Excerpts from point annotation data:
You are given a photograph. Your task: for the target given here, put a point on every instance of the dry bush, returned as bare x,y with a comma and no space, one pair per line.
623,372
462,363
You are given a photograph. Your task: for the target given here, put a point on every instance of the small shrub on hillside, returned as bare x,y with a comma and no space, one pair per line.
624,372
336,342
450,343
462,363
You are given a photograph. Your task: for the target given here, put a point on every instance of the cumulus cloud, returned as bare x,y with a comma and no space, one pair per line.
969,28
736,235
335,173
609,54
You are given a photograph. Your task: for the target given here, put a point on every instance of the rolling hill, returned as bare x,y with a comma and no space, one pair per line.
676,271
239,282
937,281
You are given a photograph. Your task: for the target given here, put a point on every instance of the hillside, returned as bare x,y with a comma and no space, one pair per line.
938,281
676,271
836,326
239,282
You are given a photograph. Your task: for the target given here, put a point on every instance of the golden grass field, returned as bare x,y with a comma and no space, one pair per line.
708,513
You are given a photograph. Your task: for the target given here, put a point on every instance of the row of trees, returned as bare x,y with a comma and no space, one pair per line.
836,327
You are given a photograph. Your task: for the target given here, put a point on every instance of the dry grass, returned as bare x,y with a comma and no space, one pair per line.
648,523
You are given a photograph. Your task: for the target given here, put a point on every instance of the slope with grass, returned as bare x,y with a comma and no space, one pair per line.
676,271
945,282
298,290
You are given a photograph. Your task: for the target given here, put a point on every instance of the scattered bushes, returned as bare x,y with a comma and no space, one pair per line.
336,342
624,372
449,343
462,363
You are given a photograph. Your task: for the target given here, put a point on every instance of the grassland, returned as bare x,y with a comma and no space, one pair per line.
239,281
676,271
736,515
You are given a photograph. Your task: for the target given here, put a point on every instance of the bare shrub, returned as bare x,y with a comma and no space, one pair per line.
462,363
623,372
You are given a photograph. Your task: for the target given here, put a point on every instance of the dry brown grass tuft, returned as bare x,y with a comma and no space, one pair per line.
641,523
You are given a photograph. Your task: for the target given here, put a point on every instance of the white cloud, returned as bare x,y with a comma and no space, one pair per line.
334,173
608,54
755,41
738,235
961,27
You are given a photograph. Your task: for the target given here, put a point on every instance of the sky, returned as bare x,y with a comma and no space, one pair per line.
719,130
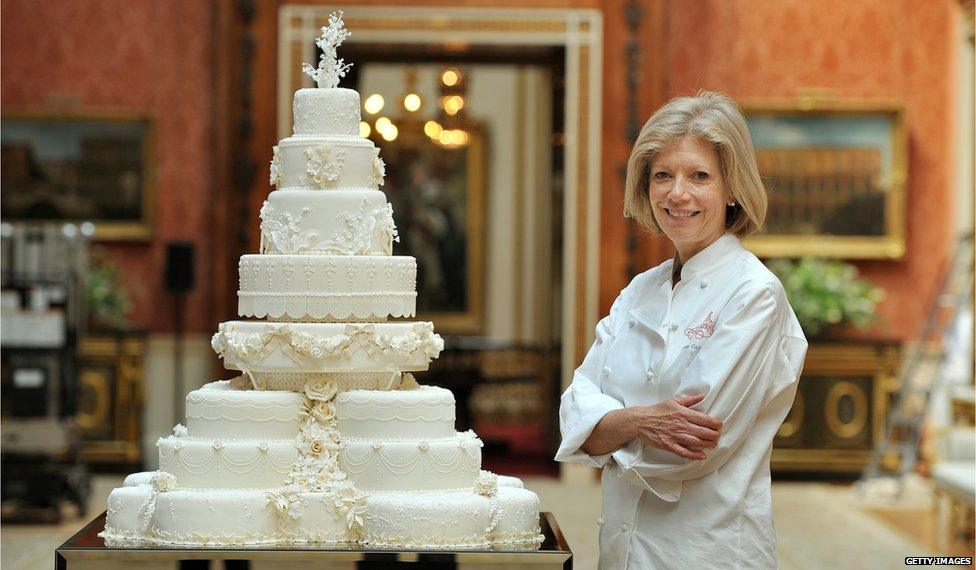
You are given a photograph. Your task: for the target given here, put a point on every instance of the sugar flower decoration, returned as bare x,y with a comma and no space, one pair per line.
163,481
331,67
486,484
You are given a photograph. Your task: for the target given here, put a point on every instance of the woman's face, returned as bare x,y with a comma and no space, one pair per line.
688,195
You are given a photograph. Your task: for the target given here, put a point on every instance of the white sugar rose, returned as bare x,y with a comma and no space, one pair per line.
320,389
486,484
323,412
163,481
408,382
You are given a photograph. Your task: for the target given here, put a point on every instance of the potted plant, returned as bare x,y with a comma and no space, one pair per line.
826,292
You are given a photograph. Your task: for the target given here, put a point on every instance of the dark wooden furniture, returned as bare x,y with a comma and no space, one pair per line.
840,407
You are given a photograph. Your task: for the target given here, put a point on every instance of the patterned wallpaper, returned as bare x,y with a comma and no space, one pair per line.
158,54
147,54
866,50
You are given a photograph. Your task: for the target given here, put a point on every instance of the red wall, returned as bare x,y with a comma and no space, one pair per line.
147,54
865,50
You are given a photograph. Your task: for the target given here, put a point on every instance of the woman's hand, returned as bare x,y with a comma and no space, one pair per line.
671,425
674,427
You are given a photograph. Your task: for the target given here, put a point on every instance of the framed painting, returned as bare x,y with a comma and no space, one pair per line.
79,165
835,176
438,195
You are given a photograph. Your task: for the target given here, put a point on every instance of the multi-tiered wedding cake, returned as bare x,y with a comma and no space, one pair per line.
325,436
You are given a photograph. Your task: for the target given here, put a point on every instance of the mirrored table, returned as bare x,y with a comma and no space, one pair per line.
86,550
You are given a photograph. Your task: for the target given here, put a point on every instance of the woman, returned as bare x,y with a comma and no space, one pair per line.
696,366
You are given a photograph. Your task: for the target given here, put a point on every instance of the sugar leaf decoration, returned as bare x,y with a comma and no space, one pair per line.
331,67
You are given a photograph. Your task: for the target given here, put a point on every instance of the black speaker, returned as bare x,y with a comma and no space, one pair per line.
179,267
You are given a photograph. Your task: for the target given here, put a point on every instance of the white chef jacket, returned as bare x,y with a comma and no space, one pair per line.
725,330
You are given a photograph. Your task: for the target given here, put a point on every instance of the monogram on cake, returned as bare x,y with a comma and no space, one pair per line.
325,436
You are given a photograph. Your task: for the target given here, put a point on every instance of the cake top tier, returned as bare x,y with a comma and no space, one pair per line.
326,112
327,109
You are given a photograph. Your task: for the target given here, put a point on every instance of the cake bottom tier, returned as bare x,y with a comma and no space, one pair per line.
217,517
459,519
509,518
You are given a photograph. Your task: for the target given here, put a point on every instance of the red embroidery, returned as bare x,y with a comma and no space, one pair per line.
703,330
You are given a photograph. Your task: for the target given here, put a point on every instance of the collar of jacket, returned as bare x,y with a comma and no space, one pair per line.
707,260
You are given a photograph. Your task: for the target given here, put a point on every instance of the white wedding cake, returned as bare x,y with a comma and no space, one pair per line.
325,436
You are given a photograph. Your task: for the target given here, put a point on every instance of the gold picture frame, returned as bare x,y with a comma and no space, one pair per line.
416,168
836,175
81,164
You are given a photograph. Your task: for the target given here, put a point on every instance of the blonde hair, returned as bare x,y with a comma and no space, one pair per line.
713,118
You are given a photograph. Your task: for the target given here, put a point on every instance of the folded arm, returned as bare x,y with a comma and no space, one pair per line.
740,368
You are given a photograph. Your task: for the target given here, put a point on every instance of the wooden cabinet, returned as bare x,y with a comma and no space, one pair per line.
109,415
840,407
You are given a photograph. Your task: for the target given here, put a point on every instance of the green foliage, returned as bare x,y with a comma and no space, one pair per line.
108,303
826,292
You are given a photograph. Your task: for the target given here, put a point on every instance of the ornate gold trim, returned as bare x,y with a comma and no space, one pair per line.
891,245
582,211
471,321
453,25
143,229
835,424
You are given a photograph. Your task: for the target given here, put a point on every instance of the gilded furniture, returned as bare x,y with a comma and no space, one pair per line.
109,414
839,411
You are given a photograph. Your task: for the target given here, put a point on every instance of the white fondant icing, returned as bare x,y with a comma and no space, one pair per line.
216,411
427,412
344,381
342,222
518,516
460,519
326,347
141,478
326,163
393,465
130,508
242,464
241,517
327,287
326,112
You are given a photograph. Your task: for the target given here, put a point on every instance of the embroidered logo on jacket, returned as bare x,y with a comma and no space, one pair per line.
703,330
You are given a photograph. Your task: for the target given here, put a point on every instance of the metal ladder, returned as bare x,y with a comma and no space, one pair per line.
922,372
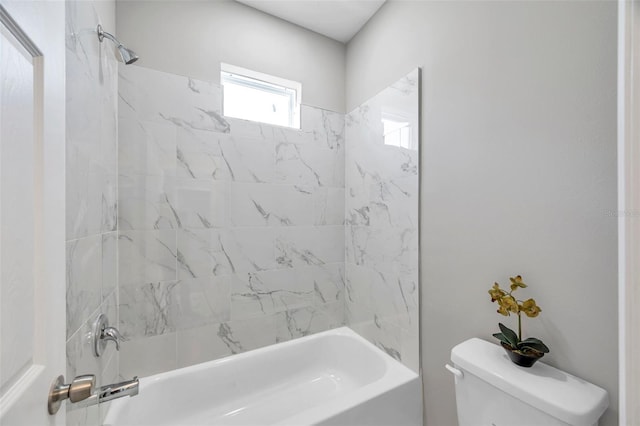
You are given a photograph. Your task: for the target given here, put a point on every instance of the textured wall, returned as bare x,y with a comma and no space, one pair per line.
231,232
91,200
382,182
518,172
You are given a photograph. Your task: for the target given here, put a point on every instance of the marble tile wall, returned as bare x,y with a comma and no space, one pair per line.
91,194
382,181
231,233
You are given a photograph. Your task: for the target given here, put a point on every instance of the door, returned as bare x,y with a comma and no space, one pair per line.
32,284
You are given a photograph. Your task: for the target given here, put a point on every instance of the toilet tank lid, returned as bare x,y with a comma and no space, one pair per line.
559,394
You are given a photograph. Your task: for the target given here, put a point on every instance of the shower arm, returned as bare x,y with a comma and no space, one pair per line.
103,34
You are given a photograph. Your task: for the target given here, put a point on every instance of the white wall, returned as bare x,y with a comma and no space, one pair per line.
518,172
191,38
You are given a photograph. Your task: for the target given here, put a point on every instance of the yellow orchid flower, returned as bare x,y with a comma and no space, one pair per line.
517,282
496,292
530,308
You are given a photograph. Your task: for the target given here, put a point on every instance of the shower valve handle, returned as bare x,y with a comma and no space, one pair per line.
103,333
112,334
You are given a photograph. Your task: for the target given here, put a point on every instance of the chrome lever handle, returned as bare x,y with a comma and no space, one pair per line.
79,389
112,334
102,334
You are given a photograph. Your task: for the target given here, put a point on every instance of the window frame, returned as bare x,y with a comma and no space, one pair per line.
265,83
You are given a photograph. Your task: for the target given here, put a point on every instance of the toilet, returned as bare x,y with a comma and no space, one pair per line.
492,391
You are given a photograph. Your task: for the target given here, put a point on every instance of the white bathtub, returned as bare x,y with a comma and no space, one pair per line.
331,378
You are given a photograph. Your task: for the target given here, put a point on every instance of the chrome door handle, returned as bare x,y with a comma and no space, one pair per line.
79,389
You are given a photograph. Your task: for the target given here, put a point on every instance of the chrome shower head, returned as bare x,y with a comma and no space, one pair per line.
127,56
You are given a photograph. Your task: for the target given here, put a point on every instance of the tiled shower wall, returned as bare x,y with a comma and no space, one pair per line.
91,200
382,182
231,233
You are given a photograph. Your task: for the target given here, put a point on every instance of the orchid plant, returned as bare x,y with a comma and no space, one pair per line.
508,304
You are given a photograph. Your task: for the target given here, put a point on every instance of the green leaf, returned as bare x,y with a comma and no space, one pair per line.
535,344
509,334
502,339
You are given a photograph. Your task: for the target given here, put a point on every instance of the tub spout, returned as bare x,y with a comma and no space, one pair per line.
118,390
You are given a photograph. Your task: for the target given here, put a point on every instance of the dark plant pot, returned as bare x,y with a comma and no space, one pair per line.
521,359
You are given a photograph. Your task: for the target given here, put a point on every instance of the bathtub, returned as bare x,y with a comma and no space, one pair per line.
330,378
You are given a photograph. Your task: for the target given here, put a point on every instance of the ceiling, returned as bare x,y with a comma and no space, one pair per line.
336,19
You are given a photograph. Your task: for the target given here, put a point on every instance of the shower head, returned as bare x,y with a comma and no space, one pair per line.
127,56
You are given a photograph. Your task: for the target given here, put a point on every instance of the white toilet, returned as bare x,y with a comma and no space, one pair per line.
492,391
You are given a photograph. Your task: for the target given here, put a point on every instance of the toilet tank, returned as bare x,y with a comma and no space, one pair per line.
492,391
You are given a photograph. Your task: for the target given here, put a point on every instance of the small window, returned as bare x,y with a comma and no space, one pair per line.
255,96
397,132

[Written task] Repeat only the lines from the one holding "the shower head, returned" through the last line of the data.

[Exercise response]
You are given a photograph. Your task: for the target given here, put a point on every instance of the shower head, returned as bare x,y with a comma and no space, one pair per line.
127,56
You are given a photograph. Your task: for the target given here, put a point on every instance of the white toilet, returned as bare x,y with a comma and no space, one pair per line.
492,391
You are given a photograph. Your task: for the target given here, put a point on every instance of the toilet tank, returned as bare x,y with a comma and no space, one pair per line.
492,391
You are given a photograph. Your task: for the target given here, put a point on every instance of the small window, returned as bare x,y with a comma and no space, one pair per line.
255,96
397,132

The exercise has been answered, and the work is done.